INSTRUCTIONS TO FOLLOW
Transcribe all the records with complete accuracy.

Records
=======

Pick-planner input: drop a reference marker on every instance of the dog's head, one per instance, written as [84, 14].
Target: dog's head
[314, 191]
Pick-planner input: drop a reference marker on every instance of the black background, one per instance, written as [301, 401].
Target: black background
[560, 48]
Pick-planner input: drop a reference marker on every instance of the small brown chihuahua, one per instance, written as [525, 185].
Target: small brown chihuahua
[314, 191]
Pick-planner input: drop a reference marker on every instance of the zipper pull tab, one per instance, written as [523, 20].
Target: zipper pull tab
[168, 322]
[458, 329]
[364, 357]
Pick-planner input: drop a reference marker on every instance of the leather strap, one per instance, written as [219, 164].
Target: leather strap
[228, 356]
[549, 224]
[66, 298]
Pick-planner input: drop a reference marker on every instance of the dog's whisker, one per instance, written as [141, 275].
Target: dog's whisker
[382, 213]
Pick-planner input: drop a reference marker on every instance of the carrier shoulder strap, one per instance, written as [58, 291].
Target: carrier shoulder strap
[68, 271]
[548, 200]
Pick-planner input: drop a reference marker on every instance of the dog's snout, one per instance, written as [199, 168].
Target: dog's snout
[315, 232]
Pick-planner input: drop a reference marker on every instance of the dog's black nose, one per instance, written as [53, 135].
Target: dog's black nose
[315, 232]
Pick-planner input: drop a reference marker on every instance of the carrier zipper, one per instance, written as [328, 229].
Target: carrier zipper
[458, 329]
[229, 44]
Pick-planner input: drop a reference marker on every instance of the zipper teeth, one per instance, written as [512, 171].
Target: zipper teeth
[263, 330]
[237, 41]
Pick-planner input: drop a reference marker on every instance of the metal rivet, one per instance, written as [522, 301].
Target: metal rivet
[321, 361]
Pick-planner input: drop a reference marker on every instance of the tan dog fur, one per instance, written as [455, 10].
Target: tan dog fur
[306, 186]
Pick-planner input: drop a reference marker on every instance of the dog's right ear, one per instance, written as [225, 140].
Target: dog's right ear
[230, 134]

=======

OUTPUT OF THE EXERCISE
Pick-planner input: drop a reference marker on every instance of the dog's head, one per instance, written as [84, 14].
Target: dog's head
[314, 191]
Pick-planner input: drop a reference marker on every instance of the black background, one per instance, written as [301, 401].
Target: black background
[560, 48]
Pick-planner input: drop a reference marker on every instance of the small brown chihuahua, one per instance, written as [525, 185].
Target: small brown chihuahua
[314, 191]
Pick-planner input: drop a reference marker on every instance of the zipper pull tab, one per instance, written as [523, 20].
Target: zipper pull tab
[168, 322]
[458, 329]
[364, 357]
Pick-planner input: drop a reference marker on every instance of the leather strap, one per instance, written as [219, 164].
Target: leather strap
[228, 356]
[549, 224]
[66, 298]
Pick-planner input: drop a reference marker on every instance of the dog's whisker, one per instance, written as [141, 275].
Target: dog's whisker
[382, 213]
Pick-planner input: drop a reference marker on every instance of the carrier shoulder strap, one per instance, written as [58, 291].
Target: carrier shoulder strap
[68, 271]
[548, 200]
Pick-planner input: drop a reference marker on every instance of the dog's snout, one per instance, written as [199, 168].
Target: dog's snout
[315, 232]
Pick-planner input: drop a reference marker on every instance of the dog's black nose, one per instance, written as [53, 135].
Target: dog's black nose
[315, 232]
Pick-planner input: drop a reference marker on every instance of the carrier zipper, one per instance, written as [328, 229].
Target: carrier zipper
[458, 329]
[229, 44]
Pick-planner input: drop a reference marker on every instance of the zipper teeth, one per instance, written as [512, 171].
Target: zipper teeth
[263, 330]
[237, 41]
Pick-planner input: drop a reference marker on every instance of the metal rivet, one per instance, written as [522, 301].
Target: metal rivet
[321, 361]
Pick-planner input: drop a reference marker on every instance of the tan dog fur, one per instance, written as [455, 10].
Target: tan dog fur
[306, 186]
Pick-planner input: drop a reference marker on every instance of the dog's right ear, one per instance, written as [225, 140].
Target: dog's right ear
[230, 134]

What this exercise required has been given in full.